:: SET TASK ::
Which lines of the records below contain the word "conical"? Copy out each of those lines in full.

:: THE RECORDS ::
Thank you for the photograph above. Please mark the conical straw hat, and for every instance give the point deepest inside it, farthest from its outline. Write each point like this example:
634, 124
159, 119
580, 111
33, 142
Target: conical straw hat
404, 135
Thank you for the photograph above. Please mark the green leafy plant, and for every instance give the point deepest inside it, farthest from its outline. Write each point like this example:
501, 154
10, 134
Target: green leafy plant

--

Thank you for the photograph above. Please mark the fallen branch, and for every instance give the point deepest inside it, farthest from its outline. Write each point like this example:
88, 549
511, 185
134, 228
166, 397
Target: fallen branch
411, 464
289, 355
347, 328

* * *

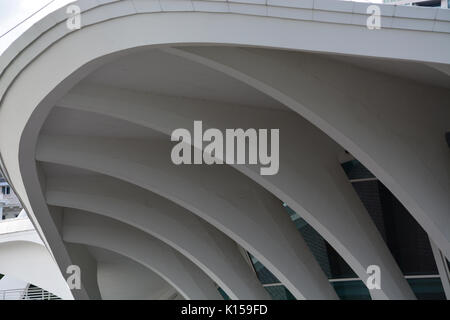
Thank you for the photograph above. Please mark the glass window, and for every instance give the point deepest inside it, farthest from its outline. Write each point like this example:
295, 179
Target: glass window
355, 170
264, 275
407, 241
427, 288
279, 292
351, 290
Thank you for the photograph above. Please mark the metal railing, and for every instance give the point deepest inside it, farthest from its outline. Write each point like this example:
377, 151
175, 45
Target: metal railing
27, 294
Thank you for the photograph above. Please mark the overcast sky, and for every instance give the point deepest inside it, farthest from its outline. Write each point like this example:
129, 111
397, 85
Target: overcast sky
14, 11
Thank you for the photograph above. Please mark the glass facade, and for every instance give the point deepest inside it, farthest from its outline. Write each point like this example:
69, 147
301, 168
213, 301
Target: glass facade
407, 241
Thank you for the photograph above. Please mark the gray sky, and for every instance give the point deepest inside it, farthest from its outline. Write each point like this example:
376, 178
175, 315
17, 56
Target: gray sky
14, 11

:: REPLY ::
Thank you for the photograph above. Please mark the conical straw hat, and for every instance give the point deepest inside it, farthest from its outline. Write each point like this example:
Target: conical straw hat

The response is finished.